**SOURCE TEXT**

####

Please see the set of transform project conventions for details on general project conventions, transform configuration, testing and IDE set up.
This annotator applies heuristic rules from C4 https://jmlr.org/papers/volume21/20-074/20-074.pdf It follows the reference implementations from Tensorflow and Datatrove but, instead of filtering out data, it is annotated. Based on these annotations, data can be filtered later.
Apply C4 Quality filters
- Retain only lines that end in a terminal punctuation mark (! . " ?)
- Discard any page with fewer than 5 sentences and only retain lines that contain at least 3 words
- [NOT IMPLEMENTED] Remove any page that contained any word on the “List of Dirty, Naughty, Obscene or Otherwise Bad Words”
- Remove any line with the word Javascript.
- Remove any page where the phrase “lorem ipsum” appears
- Remove any pages that contain a curly bracket
Additional filters not mentioned on the list from the paper but on the code:
- Remove lines with one word over 1000 chars
- Remove lines with cookies and terms of use keywords
Apply paragraph filtering from C4
- Remove the documents that have too few or too short paragraphs.

####

**EXCERPTED DATA**

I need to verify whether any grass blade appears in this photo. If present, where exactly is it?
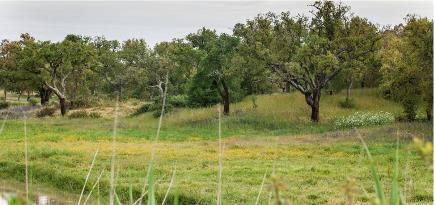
[162,166,177,205]
[83,169,104,205]
[216,105,223,205]
[77,147,100,205]
[358,133,386,204]
[109,95,119,205]
[23,114,30,203]
[0,112,9,135]
[390,136,400,205]
[147,166,156,205]
[255,169,267,205]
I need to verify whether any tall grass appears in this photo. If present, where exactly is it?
[23,114,31,204]
[77,148,100,205]
[358,133,406,205]
[109,95,119,205]
[216,106,223,205]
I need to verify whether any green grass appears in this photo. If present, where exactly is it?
[0,90,433,204]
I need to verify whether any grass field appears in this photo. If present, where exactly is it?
[0,89,433,204]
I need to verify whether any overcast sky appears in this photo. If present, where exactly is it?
[0,0,433,45]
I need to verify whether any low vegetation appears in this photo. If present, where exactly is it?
[0,1,433,205]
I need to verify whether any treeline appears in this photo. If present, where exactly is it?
[0,1,433,122]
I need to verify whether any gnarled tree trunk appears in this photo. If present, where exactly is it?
[38,87,52,105]
[58,96,66,116]
[305,89,320,122]
[218,80,230,115]
[346,79,353,100]
[45,83,67,116]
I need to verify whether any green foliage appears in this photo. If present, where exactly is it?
[334,111,394,128]
[338,98,355,109]
[153,104,174,118]
[68,110,101,119]
[167,95,188,107]
[68,110,88,118]
[0,101,10,109]
[188,71,221,107]
[131,103,152,116]
[36,107,56,118]
[379,16,433,120]
[29,98,39,106]
[88,112,101,118]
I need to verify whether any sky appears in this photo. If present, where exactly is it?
[0,0,433,46]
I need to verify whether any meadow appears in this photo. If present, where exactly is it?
[0,89,433,204]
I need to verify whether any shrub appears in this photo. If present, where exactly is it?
[68,110,89,118]
[36,107,57,117]
[335,111,394,128]
[29,98,39,106]
[89,112,101,118]
[153,105,174,118]
[339,98,355,109]
[69,98,98,109]
[132,103,152,116]
[0,101,10,109]
[168,95,188,107]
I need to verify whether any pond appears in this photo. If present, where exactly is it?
[0,180,84,205]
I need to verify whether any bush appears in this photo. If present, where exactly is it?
[29,98,39,106]
[0,101,10,109]
[153,105,174,118]
[89,112,101,118]
[36,107,57,117]
[335,111,394,128]
[168,95,188,107]
[132,103,152,116]
[68,110,89,118]
[69,98,98,109]
[339,98,355,109]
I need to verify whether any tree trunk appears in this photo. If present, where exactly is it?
[305,89,320,122]
[27,91,30,101]
[426,100,433,121]
[346,79,353,100]
[38,87,52,105]
[217,80,230,115]
[222,81,230,115]
[59,97,66,116]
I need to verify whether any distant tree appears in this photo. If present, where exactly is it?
[187,28,243,115]
[118,39,152,97]
[379,16,433,120]
[154,39,202,95]
[341,17,380,100]
[0,40,21,101]
[90,37,125,95]
[41,35,95,116]
[234,1,378,122]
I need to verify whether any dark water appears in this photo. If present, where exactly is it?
[0,180,82,205]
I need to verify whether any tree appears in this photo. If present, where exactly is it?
[379,16,433,120]
[234,1,378,122]
[119,39,152,97]
[41,35,95,116]
[0,40,21,101]
[341,16,380,100]
[187,28,244,115]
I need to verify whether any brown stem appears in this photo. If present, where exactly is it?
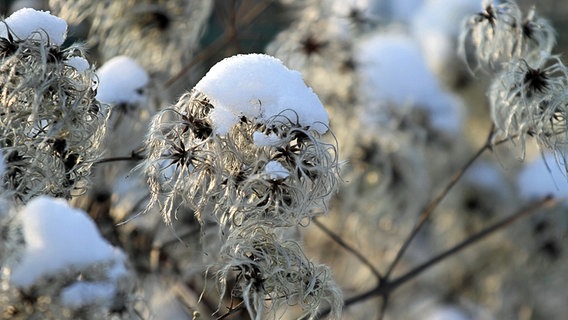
[312,219,383,281]
[385,128,494,279]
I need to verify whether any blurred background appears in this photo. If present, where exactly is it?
[0,0,568,320]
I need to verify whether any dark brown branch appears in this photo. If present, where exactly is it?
[385,127,494,279]
[312,219,383,281]
[317,197,566,319]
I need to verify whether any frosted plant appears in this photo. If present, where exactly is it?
[217,224,342,319]
[489,55,568,157]
[49,0,213,76]
[0,196,132,319]
[0,9,105,201]
[141,54,340,319]
[142,54,337,227]
[459,0,556,71]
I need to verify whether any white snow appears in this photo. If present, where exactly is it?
[517,153,568,203]
[11,196,124,287]
[65,57,91,73]
[96,56,150,104]
[356,32,463,133]
[411,0,479,72]
[61,281,116,309]
[0,8,67,46]
[422,306,470,320]
[195,54,329,135]
[0,149,6,178]
[264,160,290,180]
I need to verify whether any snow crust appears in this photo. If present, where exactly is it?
[195,54,329,135]
[0,8,67,46]
[356,32,463,133]
[96,56,150,104]
[61,281,116,309]
[65,57,91,73]
[11,196,124,287]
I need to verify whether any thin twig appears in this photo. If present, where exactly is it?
[312,219,383,281]
[216,301,244,320]
[385,127,494,279]
[316,197,566,319]
[164,1,270,88]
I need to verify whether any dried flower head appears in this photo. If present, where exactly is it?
[217,225,342,319]
[143,91,337,230]
[459,0,556,71]
[0,13,105,202]
[489,55,568,155]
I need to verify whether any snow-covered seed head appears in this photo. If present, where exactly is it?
[489,55,568,156]
[217,225,342,319]
[142,54,338,227]
[459,0,556,71]
[0,9,105,202]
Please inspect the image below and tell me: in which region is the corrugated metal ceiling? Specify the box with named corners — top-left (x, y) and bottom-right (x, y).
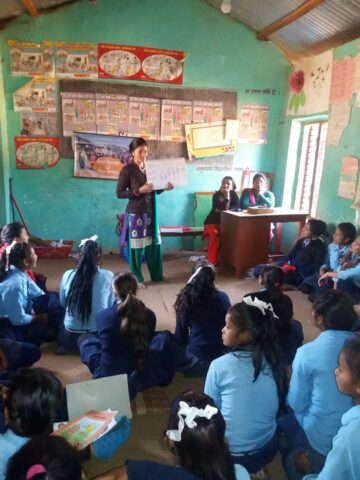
top-left (0, 0), bottom-right (360, 61)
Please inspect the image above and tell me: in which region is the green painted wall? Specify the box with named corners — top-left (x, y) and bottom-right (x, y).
top-left (0, 0), bottom-right (289, 248)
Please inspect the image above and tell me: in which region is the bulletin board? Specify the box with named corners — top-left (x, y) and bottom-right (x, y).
top-left (59, 79), bottom-right (237, 158)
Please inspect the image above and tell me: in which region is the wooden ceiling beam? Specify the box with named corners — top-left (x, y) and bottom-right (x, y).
top-left (22, 0), bottom-right (38, 17)
top-left (256, 0), bottom-right (325, 40)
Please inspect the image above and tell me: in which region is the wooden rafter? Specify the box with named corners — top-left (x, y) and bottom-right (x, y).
top-left (22, 0), bottom-right (38, 17)
top-left (256, 0), bottom-right (325, 40)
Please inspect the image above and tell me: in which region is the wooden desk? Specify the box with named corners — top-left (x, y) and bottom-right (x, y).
top-left (221, 208), bottom-right (308, 277)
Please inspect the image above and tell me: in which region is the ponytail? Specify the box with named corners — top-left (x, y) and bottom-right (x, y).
top-left (66, 240), bottom-right (102, 325)
top-left (117, 292), bottom-right (149, 370)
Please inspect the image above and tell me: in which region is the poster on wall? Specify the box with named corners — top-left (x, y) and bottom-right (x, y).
top-left (15, 137), bottom-right (60, 169)
top-left (185, 120), bottom-right (236, 159)
top-left (98, 43), bottom-right (187, 85)
top-left (238, 104), bottom-right (269, 145)
top-left (128, 97), bottom-right (160, 140)
top-left (61, 92), bottom-right (96, 137)
top-left (55, 42), bottom-right (98, 78)
top-left (20, 112), bottom-right (58, 137)
top-left (8, 40), bottom-right (55, 77)
top-left (330, 57), bottom-right (355, 103)
top-left (74, 132), bottom-right (134, 179)
top-left (161, 100), bottom-right (192, 142)
top-left (95, 93), bottom-right (129, 136)
top-left (287, 50), bottom-right (333, 115)
top-left (192, 100), bottom-right (224, 123)
top-left (338, 157), bottom-right (359, 200)
top-left (13, 77), bottom-right (57, 113)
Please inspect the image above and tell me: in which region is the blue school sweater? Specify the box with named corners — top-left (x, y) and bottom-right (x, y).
top-left (287, 330), bottom-right (353, 455)
top-left (304, 405), bottom-right (360, 480)
top-left (204, 351), bottom-right (279, 455)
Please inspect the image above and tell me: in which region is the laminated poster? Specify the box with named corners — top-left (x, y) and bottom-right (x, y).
top-left (15, 137), bottom-right (60, 169)
top-left (55, 42), bottom-right (98, 78)
top-left (8, 40), bottom-right (55, 77)
top-left (98, 44), bottom-right (187, 85)
top-left (238, 104), bottom-right (269, 145)
top-left (161, 100), bottom-right (193, 142)
top-left (13, 77), bottom-right (57, 113)
top-left (61, 92), bottom-right (96, 137)
top-left (338, 157), bottom-right (358, 200)
top-left (74, 132), bottom-right (134, 179)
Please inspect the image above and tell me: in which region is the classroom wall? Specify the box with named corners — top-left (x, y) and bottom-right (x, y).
top-left (0, 0), bottom-right (290, 249)
top-left (278, 39), bottom-right (360, 247)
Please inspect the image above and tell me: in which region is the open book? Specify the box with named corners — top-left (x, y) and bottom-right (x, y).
top-left (54, 410), bottom-right (118, 450)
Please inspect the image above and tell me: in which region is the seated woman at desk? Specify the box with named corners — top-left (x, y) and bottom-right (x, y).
top-left (202, 177), bottom-right (240, 265)
top-left (240, 173), bottom-right (275, 210)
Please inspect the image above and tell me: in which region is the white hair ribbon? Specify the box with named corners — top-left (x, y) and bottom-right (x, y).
top-left (5, 240), bottom-right (18, 272)
top-left (243, 295), bottom-right (279, 318)
top-left (166, 402), bottom-right (219, 442)
top-left (186, 263), bottom-right (215, 284)
top-left (79, 235), bottom-right (98, 247)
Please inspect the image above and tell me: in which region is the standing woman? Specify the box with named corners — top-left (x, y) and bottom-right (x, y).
top-left (116, 138), bottom-right (174, 287)
top-left (240, 173), bottom-right (275, 210)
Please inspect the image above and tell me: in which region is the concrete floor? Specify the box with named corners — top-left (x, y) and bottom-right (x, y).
top-left (36, 251), bottom-right (318, 480)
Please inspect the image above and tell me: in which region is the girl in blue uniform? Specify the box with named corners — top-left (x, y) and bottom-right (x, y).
top-left (58, 236), bottom-right (115, 353)
top-left (205, 297), bottom-right (286, 478)
top-left (174, 260), bottom-right (230, 373)
top-left (279, 290), bottom-right (356, 479)
top-left (304, 335), bottom-right (360, 480)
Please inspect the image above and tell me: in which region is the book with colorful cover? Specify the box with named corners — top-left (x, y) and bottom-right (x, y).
top-left (54, 410), bottom-right (118, 450)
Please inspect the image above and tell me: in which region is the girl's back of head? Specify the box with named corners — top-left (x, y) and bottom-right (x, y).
top-left (113, 272), bottom-right (149, 370)
top-left (66, 240), bottom-right (102, 324)
top-left (228, 302), bottom-right (286, 406)
top-left (166, 390), bottom-right (235, 480)
top-left (313, 290), bottom-right (356, 331)
top-left (5, 435), bottom-right (82, 480)
top-left (0, 243), bottom-right (33, 282)
top-left (5, 368), bottom-right (63, 437)
top-left (174, 260), bottom-right (216, 317)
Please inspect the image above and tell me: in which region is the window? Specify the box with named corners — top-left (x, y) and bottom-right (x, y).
top-left (294, 122), bottom-right (328, 217)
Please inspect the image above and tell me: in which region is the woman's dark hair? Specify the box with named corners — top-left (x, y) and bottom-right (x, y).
top-left (254, 265), bottom-right (294, 330)
top-left (228, 302), bottom-right (287, 408)
top-left (341, 333), bottom-right (360, 382)
top-left (336, 222), bottom-right (356, 243)
top-left (5, 368), bottom-right (63, 438)
top-left (113, 272), bottom-right (149, 370)
top-left (129, 137), bottom-right (147, 153)
top-left (313, 290), bottom-right (357, 331)
top-left (66, 240), bottom-right (102, 325)
top-left (253, 173), bottom-right (268, 183)
top-left (1, 222), bottom-right (25, 243)
top-left (5, 435), bottom-right (82, 480)
top-left (174, 260), bottom-right (216, 318)
top-left (168, 390), bottom-right (235, 480)
top-left (306, 218), bottom-right (327, 237)
top-left (0, 243), bottom-right (33, 282)
top-left (221, 175), bottom-right (236, 190)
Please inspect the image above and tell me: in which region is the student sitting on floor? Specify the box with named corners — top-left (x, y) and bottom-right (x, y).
top-left (279, 290), bottom-right (356, 480)
top-left (0, 242), bottom-right (63, 346)
top-left (0, 368), bottom-right (63, 480)
top-left (202, 177), bottom-right (240, 265)
top-left (5, 436), bottom-right (86, 480)
top-left (304, 336), bottom-right (360, 480)
top-left (57, 236), bottom-right (115, 353)
top-left (319, 235), bottom-right (360, 304)
top-left (174, 260), bottom-right (230, 374)
top-left (97, 390), bottom-right (250, 480)
top-left (254, 218), bottom-right (326, 285)
top-left (299, 222), bottom-right (356, 299)
top-left (245, 265), bottom-right (304, 366)
top-left (204, 297), bottom-right (286, 478)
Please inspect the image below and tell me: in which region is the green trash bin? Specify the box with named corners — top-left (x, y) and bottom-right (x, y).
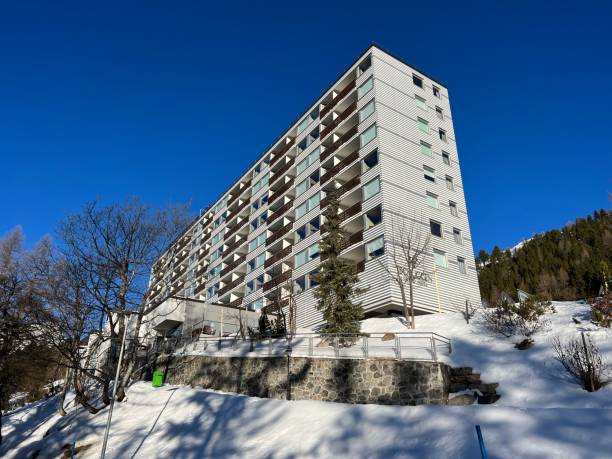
top-left (151, 370), bottom-right (164, 387)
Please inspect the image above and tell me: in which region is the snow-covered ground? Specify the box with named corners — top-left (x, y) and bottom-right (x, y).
top-left (0, 302), bottom-right (612, 459)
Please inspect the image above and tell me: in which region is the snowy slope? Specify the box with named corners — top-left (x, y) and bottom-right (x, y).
top-left (0, 303), bottom-right (612, 459)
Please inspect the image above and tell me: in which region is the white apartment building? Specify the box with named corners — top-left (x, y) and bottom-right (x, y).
top-left (151, 46), bottom-right (481, 326)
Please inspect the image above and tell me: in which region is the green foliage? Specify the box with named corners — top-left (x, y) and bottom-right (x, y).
top-left (476, 209), bottom-right (612, 304)
top-left (314, 194), bottom-right (363, 334)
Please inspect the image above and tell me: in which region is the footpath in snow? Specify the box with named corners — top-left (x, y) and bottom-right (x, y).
top-left (0, 302), bottom-right (612, 459)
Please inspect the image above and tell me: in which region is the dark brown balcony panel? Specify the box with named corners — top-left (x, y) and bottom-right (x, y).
top-left (268, 199), bottom-right (293, 225)
top-left (270, 158), bottom-right (295, 186)
top-left (321, 102), bottom-right (357, 140)
top-left (221, 255), bottom-right (246, 276)
top-left (270, 138), bottom-right (295, 167)
top-left (264, 245), bottom-right (293, 268)
top-left (320, 80), bottom-right (356, 119)
top-left (321, 150), bottom-right (359, 185)
top-left (263, 270), bottom-right (291, 292)
top-left (321, 125), bottom-right (358, 161)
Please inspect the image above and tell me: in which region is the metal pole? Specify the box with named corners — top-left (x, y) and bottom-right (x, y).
top-left (100, 316), bottom-right (130, 459)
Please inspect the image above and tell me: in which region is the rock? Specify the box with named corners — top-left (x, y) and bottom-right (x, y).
top-left (447, 394), bottom-right (477, 406)
top-left (478, 394), bottom-right (501, 405)
top-left (514, 338), bottom-right (533, 351)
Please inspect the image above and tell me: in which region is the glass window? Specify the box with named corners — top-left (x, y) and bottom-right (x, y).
top-left (357, 77), bottom-right (374, 99)
top-left (421, 140), bottom-right (433, 158)
top-left (414, 94), bottom-right (427, 111)
top-left (429, 220), bottom-right (442, 237)
top-left (426, 191), bottom-right (440, 209)
top-left (359, 99), bottom-right (374, 123)
top-left (362, 150), bottom-right (378, 172)
top-left (457, 257), bottom-right (467, 274)
top-left (362, 177), bottom-right (380, 201)
top-left (423, 166), bottom-right (436, 183)
top-left (453, 228), bottom-right (463, 245)
top-left (433, 249), bottom-right (446, 268)
top-left (417, 118), bottom-right (429, 133)
top-left (359, 124), bottom-right (376, 147)
top-left (445, 175), bottom-right (455, 191)
top-left (363, 205), bottom-right (382, 229)
top-left (366, 236), bottom-right (385, 260)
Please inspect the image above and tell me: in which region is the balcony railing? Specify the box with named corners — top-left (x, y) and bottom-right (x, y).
top-left (270, 138), bottom-right (295, 167)
top-left (268, 199), bottom-right (293, 225)
top-left (321, 125), bottom-right (358, 161)
top-left (320, 80), bottom-right (356, 119)
top-left (264, 245), bottom-right (293, 268)
top-left (263, 270), bottom-right (291, 292)
top-left (321, 150), bottom-right (359, 185)
top-left (321, 102), bottom-right (357, 140)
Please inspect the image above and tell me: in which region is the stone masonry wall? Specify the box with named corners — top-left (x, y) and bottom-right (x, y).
top-left (157, 356), bottom-right (449, 405)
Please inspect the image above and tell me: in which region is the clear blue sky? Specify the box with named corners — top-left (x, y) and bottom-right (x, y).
top-left (0, 1), bottom-right (612, 250)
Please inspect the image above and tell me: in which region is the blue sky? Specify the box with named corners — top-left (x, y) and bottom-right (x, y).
top-left (0, 1), bottom-right (612, 251)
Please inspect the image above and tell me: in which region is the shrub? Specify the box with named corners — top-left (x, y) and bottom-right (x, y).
top-left (589, 293), bottom-right (612, 327)
top-left (483, 296), bottom-right (555, 337)
top-left (553, 333), bottom-right (610, 392)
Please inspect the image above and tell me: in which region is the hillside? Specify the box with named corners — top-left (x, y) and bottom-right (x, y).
top-left (0, 302), bottom-right (612, 459)
top-left (476, 209), bottom-right (612, 304)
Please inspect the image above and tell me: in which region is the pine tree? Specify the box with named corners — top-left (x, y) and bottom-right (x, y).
top-left (314, 192), bottom-right (364, 334)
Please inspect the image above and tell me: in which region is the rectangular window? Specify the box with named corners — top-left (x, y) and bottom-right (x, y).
top-left (361, 150), bottom-right (378, 172)
top-left (359, 124), bottom-right (376, 147)
top-left (423, 166), bottom-right (436, 183)
top-left (359, 99), bottom-right (374, 123)
top-left (363, 205), bottom-right (382, 229)
top-left (365, 236), bottom-right (385, 260)
top-left (357, 77), bottom-right (374, 99)
top-left (433, 249), bottom-right (446, 268)
top-left (414, 94), bottom-right (427, 111)
top-left (426, 191), bottom-right (440, 209)
top-left (429, 220), bottom-right (442, 237)
top-left (453, 228), bottom-right (463, 245)
top-left (445, 175), bottom-right (455, 191)
top-left (421, 140), bottom-right (433, 158)
top-left (417, 118), bottom-right (429, 133)
top-left (362, 177), bottom-right (380, 201)
top-left (457, 257), bottom-right (467, 274)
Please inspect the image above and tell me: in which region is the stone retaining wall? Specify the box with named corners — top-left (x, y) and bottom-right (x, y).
top-left (157, 356), bottom-right (449, 405)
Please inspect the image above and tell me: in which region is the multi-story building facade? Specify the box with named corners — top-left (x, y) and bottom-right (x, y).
top-left (151, 46), bottom-right (480, 325)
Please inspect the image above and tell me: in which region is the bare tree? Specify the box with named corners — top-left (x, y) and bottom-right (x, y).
top-left (378, 214), bottom-right (430, 328)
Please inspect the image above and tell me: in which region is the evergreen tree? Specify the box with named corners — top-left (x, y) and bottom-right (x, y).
top-left (314, 192), bottom-right (364, 334)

####

**CHALLENGE**
In the annotator description:
(a) What does the annotator do with data in place of filtering it out?
(b) What is the least number of words a line must contain to be retained?
(c) Which rule from the C4 filter list is marked as not implemented?
Work only from the annotator description, not from the listing.

**THE RESPONSE**
(a) It annotates the data, so the data can be filtered later based on those annotations.
(b) At least 3 words.
(c) Removing any page that contained any word on the "List of Dirty, Naughty, Obscene or Otherwise Bad Words."